» Aufgaben
A - Schreiben Sie aus dem Textblock die Passage von „Denn was ist“ bis einschließlich „Provokation zu verstehen.“ wortgetreu ab.
B - Entscheiden Sie für jede der folgenden Aussagen mit Ja oder Nein, ob sie mit dem Textblock übereinstimmt, und zitieren Sie dazu jeweils die ausschlaggebenden Worte aus dem Textblock im genauen Wortlaut: (i) Der Islam ist ein Mensch. (ii) Respektlosigkeit gegenüber einer Religion bedeutet nicht die Beleidigung ihrer Anhänger. (iii) Muslime deuten das höchste Gut der christlichen Glaubensüberzeugung als Höchstmaß religiöser Verirrung.

» Textblock
━━━━━━━━━━━━━━━━━━━━

Wenn wir verstehen wollen, was Freiheit bedeutet, müssen wir diese Unterscheidung nachvollziehen und aushalten: Die Respektlosigkeit einer Religion gegenüber – und gegenüber ihren Symbolen und Figuren – bedeutet nicht die Beleidigung ihrer Anhänger. 

Denn was ist eine Beleidigung? Es ist die Kundgabe der Nichtachtung eines anderen Menschen. Der Islam ist aber kein Mensch. Er ist eine Religion, die man auch ablehnen darf. Die Kundgabe der Nichtachtung unserer Religion müssen wir als Muslime aushalten, ohne sie als persönliche Kränkung oder Provokation zu verstehen. 

Weshalb müssen wir das? Weil jede Glaubensüberzeugung gleichzeitig auch die Kundgabe einer gewissen Nichtachtung anderer Glaubensüberzeugungen in sich trägt. Wir glauben daran, dass zum Beispiel Christen fälschlicherweise Jesus als Mensch gewordenen Gott verehren. Was unseren christlichen Mitbürgern der Kern, das höchste Gut ihrer Glaubensüberzeugung ist, deuten wir Muslime als Höchstmaß religiöser Verirrung.

━━━━━━━━━━━━━━━━━━━━

» Datensatzauszüge
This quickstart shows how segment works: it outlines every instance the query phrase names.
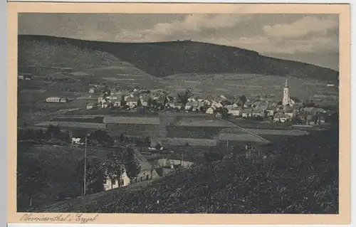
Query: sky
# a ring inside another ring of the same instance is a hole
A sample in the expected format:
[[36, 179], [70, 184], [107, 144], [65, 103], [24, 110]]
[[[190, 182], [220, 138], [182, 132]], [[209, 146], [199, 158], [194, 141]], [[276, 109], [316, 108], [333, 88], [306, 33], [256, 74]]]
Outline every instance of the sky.
[[192, 39], [338, 70], [337, 14], [19, 14], [19, 33], [113, 42]]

━━━━━━━━━━━━━━━━━━━━

» Lösungen
A -
Denn was ist eine Beleidigung? Es ist die Kundgabe der Nichtachtung eines anderen Menschen. Der Islam ist aber kein Mensch. Er ist eine Religion, die man auch ablehnen darf. Die Kundgabe der Nichtachtung unserer Religion müssen wir als Muslime aushalten, ohne sie als persönliche Kränkung oder Provokation zu verstehen.

B -
(i) Nein: „Der Islam ist aber kein Mensch.“
(ii) Ja: „Die Respektlosigkeit einer Religion gegenüber – und gegenüber ihren Symbolen und Figuren – bedeutet nicht die Beleidigung ihrer Anhänger.“
(iii) Ja: „Was unseren christlichen Mitbürgern der Kern, das höchste Gut ihrer Glaubensüberzeugung ist, deuten wir Muslime als Höchstmaß religiöser Verirrung.“